──────── DOKUMENTTEXT

Kommissionspräsident soll also nur werden, wer bei den Europawahlen 2024 EU-weiter Spitzenkandidat der siegreichen Partei ist. Von der Leyen müsste daher zunächst die EVP, die Gruppe der Christdemokraten im EU-Parlament, überzeugen, sie als Nummer eins aufzustellen - und dann müsste die EVP so wie bei den vergangenen Wahlen stärkste Kraft in Europa werden.

────────────────
──────── GEGEBENE ZEILEN

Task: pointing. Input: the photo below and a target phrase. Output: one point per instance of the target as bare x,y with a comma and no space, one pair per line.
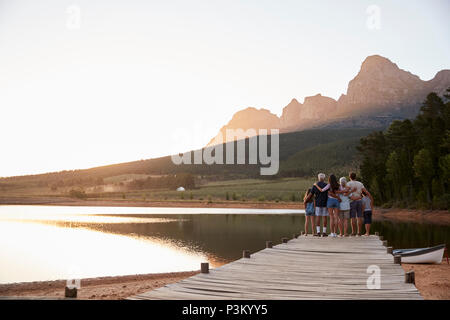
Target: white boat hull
428,257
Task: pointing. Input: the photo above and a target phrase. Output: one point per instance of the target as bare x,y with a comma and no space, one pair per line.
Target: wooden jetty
306,267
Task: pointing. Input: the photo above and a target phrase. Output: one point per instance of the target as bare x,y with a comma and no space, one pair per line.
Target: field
287,189
282,189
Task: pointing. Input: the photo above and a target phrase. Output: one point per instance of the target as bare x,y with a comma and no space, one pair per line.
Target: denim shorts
309,210
321,212
368,217
332,203
356,209
344,214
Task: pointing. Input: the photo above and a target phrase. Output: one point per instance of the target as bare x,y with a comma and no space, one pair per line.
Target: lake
55,242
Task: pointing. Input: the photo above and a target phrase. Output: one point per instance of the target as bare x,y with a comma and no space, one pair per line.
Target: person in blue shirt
308,201
320,200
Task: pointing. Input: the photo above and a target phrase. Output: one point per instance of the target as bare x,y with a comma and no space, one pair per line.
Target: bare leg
359,225
317,223
341,226
330,213
336,219
306,225
367,229
353,223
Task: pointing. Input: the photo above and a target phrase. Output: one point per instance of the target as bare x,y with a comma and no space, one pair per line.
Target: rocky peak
291,114
381,83
317,107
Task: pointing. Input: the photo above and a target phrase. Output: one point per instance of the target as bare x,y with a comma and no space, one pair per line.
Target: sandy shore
103,288
441,217
139,203
433,282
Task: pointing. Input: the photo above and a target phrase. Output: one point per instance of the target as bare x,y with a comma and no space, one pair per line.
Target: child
367,207
308,201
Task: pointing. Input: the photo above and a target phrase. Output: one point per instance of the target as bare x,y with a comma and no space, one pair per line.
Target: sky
95,82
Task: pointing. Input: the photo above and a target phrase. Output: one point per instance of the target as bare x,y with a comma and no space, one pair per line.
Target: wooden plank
303,268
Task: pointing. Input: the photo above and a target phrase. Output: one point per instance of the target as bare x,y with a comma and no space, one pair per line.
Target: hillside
301,154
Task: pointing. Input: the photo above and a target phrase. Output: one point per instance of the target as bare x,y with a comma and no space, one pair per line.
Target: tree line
408,165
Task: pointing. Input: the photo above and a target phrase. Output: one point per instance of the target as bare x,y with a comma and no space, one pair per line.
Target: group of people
340,201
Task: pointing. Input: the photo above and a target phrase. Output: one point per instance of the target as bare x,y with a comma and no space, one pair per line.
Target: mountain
380,93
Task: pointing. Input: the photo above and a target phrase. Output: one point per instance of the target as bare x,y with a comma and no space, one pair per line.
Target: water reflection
46,245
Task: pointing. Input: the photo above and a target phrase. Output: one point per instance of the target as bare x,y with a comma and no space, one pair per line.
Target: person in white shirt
367,202
356,212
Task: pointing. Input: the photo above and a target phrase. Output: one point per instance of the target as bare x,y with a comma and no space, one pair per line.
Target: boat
421,255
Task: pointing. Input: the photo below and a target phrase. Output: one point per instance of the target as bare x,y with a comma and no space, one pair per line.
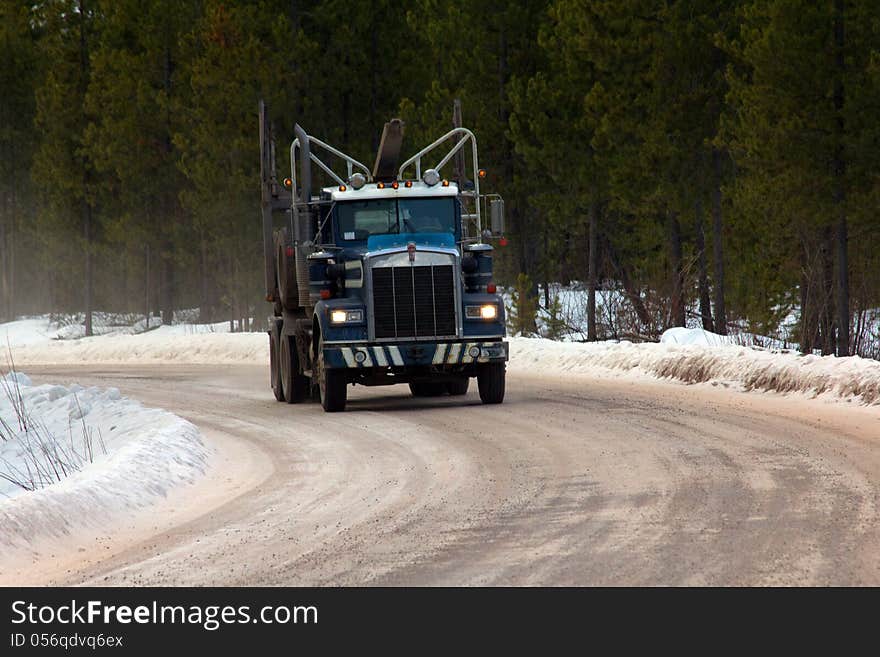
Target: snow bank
45,328
138,454
753,368
166,344
686,355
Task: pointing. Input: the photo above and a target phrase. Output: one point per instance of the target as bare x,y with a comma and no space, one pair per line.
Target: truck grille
414,302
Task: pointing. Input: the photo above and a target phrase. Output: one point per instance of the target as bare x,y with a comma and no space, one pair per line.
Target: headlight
346,316
487,311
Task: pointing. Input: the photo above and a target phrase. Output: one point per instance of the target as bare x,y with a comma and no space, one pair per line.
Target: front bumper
437,354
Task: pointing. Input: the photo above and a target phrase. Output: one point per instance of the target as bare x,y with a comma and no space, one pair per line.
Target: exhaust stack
385,168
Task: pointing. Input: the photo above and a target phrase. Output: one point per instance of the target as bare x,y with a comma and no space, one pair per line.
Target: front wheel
331,383
275,369
490,381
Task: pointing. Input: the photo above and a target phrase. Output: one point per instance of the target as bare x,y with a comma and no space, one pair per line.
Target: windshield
360,219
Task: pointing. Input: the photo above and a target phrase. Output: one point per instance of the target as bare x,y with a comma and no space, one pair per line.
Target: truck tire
294,386
490,381
285,265
332,385
275,369
458,388
423,389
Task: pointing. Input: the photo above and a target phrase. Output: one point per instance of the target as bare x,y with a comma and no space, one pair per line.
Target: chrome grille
414,301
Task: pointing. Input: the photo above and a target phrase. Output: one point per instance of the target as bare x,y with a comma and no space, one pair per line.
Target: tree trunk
87,237
678,302
632,294
205,314
167,286
840,187
826,318
593,251
4,261
718,246
705,305
808,318
147,286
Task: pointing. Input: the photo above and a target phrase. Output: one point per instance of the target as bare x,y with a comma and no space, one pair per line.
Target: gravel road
587,482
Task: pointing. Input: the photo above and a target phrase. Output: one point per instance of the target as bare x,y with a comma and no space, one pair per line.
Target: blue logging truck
384,276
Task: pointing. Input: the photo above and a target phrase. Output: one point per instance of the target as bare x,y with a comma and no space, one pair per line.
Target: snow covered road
573,480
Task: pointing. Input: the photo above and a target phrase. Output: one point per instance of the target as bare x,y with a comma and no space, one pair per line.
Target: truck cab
392,278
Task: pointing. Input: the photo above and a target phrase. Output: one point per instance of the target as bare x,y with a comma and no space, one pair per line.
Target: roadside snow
685,355
753,368
137,455
46,328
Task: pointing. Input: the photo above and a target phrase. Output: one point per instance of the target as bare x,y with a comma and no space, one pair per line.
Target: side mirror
496,216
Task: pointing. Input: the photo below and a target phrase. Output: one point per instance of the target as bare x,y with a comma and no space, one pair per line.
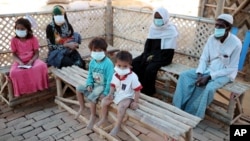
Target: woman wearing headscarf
63,42
158,50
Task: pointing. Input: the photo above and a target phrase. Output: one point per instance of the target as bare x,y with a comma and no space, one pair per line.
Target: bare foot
101,122
114,131
91,122
80,112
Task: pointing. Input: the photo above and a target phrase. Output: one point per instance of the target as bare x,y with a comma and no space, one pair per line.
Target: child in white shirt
124,91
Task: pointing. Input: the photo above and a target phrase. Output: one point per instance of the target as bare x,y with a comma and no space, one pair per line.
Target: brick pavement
45,122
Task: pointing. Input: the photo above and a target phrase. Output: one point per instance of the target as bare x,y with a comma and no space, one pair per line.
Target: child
100,73
28,73
124,91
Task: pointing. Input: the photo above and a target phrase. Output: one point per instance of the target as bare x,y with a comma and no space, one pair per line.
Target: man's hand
150,58
134,105
199,76
203,80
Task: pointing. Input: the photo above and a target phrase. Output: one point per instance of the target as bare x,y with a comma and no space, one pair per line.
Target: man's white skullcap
226,17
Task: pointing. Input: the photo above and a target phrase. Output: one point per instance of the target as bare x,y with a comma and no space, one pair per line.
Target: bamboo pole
67,100
201,7
125,129
177,125
109,22
169,107
219,8
95,128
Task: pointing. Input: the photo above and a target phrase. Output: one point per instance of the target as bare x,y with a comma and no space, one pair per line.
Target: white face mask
97,55
21,33
120,71
59,19
159,22
219,32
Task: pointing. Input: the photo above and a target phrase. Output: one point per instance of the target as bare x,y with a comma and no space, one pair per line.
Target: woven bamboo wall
89,23
132,35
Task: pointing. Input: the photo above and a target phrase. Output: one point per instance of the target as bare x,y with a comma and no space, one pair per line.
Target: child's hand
89,88
134,105
101,96
110,96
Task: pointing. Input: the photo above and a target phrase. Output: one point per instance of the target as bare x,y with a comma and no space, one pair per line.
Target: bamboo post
219,8
201,8
109,22
95,128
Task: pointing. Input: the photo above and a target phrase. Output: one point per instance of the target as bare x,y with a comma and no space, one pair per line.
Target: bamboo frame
159,123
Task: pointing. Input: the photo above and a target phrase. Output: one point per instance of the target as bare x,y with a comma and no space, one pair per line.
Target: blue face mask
219,32
159,22
97,55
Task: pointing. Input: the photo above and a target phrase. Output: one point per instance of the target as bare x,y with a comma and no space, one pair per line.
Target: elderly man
218,65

────────────────

* [AUFGABE 1]:
Fasse den Absatz „Kommissionspräsident soll also nur werden“ aus dem Dokumenttext als kurze Liste zusammen, ohne seine wesentlichen Fakten wegzulassen.
* [AUFGABE 2]:
Gib aus dem Dokumenttext alles von „Kommissionspräsident soll also“ bis hinunter zu „Kraft in Europa werden.“ wortgetreu wieder.

* [ANTWORTFELD 1]:
- Kommissionspräsident soll nur werden, wer bei den Europawahlen 2024 EU-weiter Spitzenkandidat der siegreichen Partei ist.
- Von der Leyen müsste zuerst die EVP, die Gruppe der Christdemokraten im EU-Parlament, überzeugen, sie als Nummer eins aufzustellen.
- Danach müsste die EVP wie bei den vergangenen Wahlen stärkste Kraft in Europa werden.

* [ANTWORTFELD 2]:
Kommissionspräsident soll also nur werden, wer bei den Europawahlen 2024 EU-weiter Spitzenkandidat der siegreichen Partei ist. Von der Leyen müsste daher zunächst die EVP, die Gruppe der Christdemokraten im EU-Parlament, überzeugen, sie als Nummer eins aufzustellen - und dann müsste die EVP so wie bei den vergangenen Wahlen stärkste Kraft in Europa werden.